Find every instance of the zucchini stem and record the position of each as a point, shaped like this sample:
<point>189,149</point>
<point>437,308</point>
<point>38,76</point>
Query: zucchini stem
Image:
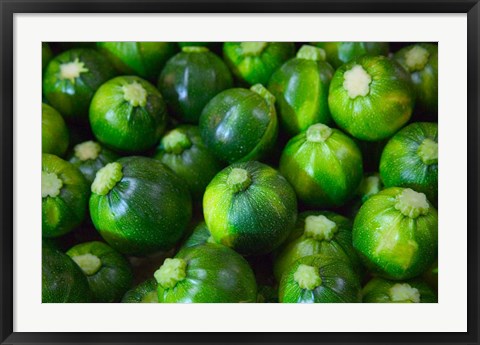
<point>253,48</point>
<point>239,180</point>
<point>428,151</point>
<point>171,272</point>
<point>87,150</point>
<point>309,52</point>
<point>135,94</point>
<point>318,133</point>
<point>106,178</point>
<point>307,277</point>
<point>176,142</point>
<point>404,293</point>
<point>89,263</point>
<point>412,204</point>
<point>51,185</point>
<point>356,81</point>
<point>320,228</point>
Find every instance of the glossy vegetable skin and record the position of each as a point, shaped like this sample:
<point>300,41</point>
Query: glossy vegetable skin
<point>139,206</point>
<point>89,157</point>
<point>145,59</point>
<point>192,78</point>
<point>128,114</point>
<point>108,273</point>
<point>64,196</point>
<point>250,207</point>
<point>320,279</point>
<point>371,97</point>
<point>71,79</point>
<point>145,292</point>
<point>55,135</point>
<point>339,53</point>
<point>254,62</point>
<point>300,87</point>
<point>321,232</point>
<point>62,279</point>
<point>323,165</point>
<point>410,159</point>
<point>182,150</point>
<point>380,290</point>
<point>396,233</point>
<point>421,61</point>
<point>209,273</point>
<point>239,124</point>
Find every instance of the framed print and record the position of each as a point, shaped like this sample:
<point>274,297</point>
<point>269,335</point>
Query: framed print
<point>239,172</point>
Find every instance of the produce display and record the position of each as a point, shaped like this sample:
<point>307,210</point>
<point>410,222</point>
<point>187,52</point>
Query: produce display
<point>239,172</point>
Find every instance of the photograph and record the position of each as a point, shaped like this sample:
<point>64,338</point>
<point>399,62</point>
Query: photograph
<point>240,172</point>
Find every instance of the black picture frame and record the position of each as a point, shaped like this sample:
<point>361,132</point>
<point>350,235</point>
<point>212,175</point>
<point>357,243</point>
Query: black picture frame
<point>10,7</point>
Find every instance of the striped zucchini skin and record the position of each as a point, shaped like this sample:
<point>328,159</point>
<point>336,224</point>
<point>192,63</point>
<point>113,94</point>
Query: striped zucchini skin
<point>339,246</point>
<point>62,213</point>
<point>55,135</point>
<point>62,280</point>
<point>252,68</point>
<point>239,125</point>
<point>146,211</point>
<point>392,245</point>
<point>113,278</point>
<point>71,97</point>
<point>378,290</point>
<point>145,59</point>
<point>214,274</point>
<point>190,80</point>
<point>323,174</point>
<point>401,164</point>
<point>339,53</point>
<point>145,292</point>
<point>124,127</point>
<point>255,220</point>
<point>425,79</point>
<point>340,284</point>
<point>380,113</point>
<point>300,87</point>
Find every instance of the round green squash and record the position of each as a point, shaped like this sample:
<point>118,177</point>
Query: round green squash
<point>47,55</point>
<point>209,273</point>
<point>300,87</point>
<point>192,78</point>
<point>55,135</point>
<point>371,97</point>
<point>320,279</point>
<point>200,235</point>
<point>421,61</point>
<point>396,233</point>
<point>64,196</point>
<point>323,165</point>
<point>62,280</point>
<point>139,206</point>
<point>410,159</point>
<point>71,79</point>
<point>254,62</point>
<point>128,114</point>
<point>321,232</point>
<point>380,290</point>
<point>250,207</point>
<point>89,157</point>
<point>108,273</point>
<point>182,150</point>
<point>239,124</point>
<point>145,59</point>
<point>339,53</point>
<point>145,292</point>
☆ ☆ ☆ ☆
» **Given problem**
Render all of the material above as a JSON list of strings, one string per line, leaving out blank lines and the pictures.

» **Task result**
[
  "Find every instance of the zucchini stem and record the position of each as a point, shaped like this sample:",
  "<point>189,149</point>",
  "<point>437,308</point>",
  "<point>38,76</point>",
  "Query: zucchini stem",
  "Image:",
  "<point>253,48</point>",
  "<point>239,180</point>",
  "<point>428,151</point>",
  "<point>171,272</point>",
  "<point>87,150</point>",
  "<point>309,52</point>",
  "<point>135,94</point>",
  "<point>318,133</point>",
  "<point>106,178</point>",
  "<point>307,277</point>",
  "<point>176,142</point>",
  "<point>404,293</point>",
  "<point>89,263</point>",
  "<point>412,204</point>",
  "<point>51,185</point>",
  "<point>356,81</point>",
  "<point>320,228</point>",
  "Find every instance of the glossy vegetable skin and record the position of each as a point, shaped like this sample:",
  "<point>300,41</point>",
  "Query: glossy vegetable skin",
  "<point>139,206</point>",
  "<point>89,157</point>",
  "<point>145,59</point>",
  "<point>192,78</point>",
  "<point>128,114</point>",
  "<point>108,273</point>",
  "<point>64,196</point>",
  "<point>250,207</point>",
  "<point>320,279</point>",
  "<point>371,97</point>",
  "<point>71,79</point>",
  "<point>145,292</point>",
  "<point>55,135</point>",
  "<point>339,53</point>",
  "<point>254,62</point>",
  "<point>300,87</point>",
  "<point>321,232</point>",
  "<point>62,279</point>",
  "<point>323,165</point>",
  "<point>410,159</point>",
  "<point>182,150</point>",
  "<point>380,290</point>",
  "<point>396,233</point>",
  "<point>421,61</point>",
  "<point>209,273</point>",
  "<point>239,124</point>",
  "Find every instance of the framed print and record the position of each as a point, shaped like this sample:",
  "<point>274,297</point>",
  "<point>269,335</point>",
  "Query: framed print",
  "<point>239,172</point>",
  "Find every instance of the produce display and record the position of each as a point, shaped like this sample:",
  "<point>307,210</point>",
  "<point>410,222</point>",
  "<point>187,52</point>",
  "Query: produce display",
  "<point>239,172</point>",
  "Find every instance of the photograph and record the position of each as a point, shaped like this sample:",
  "<point>64,338</point>",
  "<point>399,62</point>",
  "Query: photograph",
  "<point>240,172</point>",
  "Find every instance of the black picture frame and record the position of each as a point, shaped like this sample:",
  "<point>361,132</point>",
  "<point>350,235</point>",
  "<point>212,175</point>",
  "<point>357,243</point>",
  "Query: black picture frame",
  "<point>10,7</point>",
  "Find every instance of the striped zucchini skin and record the position of each as a point, shaped like this sample:",
  "<point>328,159</point>",
  "<point>336,224</point>",
  "<point>192,63</point>",
  "<point>113,94</point>",
  "Query: striped zucchini skin",
  "<point>339,246</point>",
  "<point>62,213</point>",
  "<point>55,135</point>",
  "<point>62,280</point>",
  "<point>252,68</point>",
  "<point>239,125</point>",
  "<point>146,211</point>",
  "<point>392,245</point>",
  "<point>113,278</point>",
  "<point>71,97</point>",
  "<point>378,290</point>",
  "<point>145,59</point>",
  "<point>214,274</point>",
  "<point>190,80</point>",
  "<point>323,174</point>",
  "<point>401,164</point>",
  "<point>339,53</point>",
  "<point>145,292</point>",
  "<point>124,127</point>",
  "<point>255,220</point>",
  "<point>425,79</point>",
  "<point>340,284</point>",
  "<point>380,113</point>",
  "<point>300,87</point>",
  "Find every instance of the round green squash and record the position of each as a point, shaped like this sample:",
  "<point>118,177</point>",
  "Query: round green squash",
  "<point>47,55</point>",
  "<point>209,273</point>",
  "<point>300,87</point>",
  "<point>192,78</point>",
  "<point>55,135</point>",
  "<point>371,97</point>",
  "<point>320,279</point>",
  "<point>200,235</point>",
  "<point>421,61</point>",
  "<point>396,233</point>",
  "<point>64,196</point>",
  "<point>323,165</point>",
  "<point>62,280</point>",
  "<point>139,206</point>",
  "<point>410,159</point>",
  "<point>71,79</point>",
  "<point>254,62</point>",
  "<point>128,114</point>",
  "<point>321,232</point>",
  "<point>380,290</point>",
  "<point>250,207</point>",
  "<point>89,157</point>",
  "<point>108,273</point>",
  "<point>182,150</point>",
  "<point>239,124</point>",
  "<point>145,59</point>",
  "<point>339,53</point>",
  "<point>145,292</point>"
]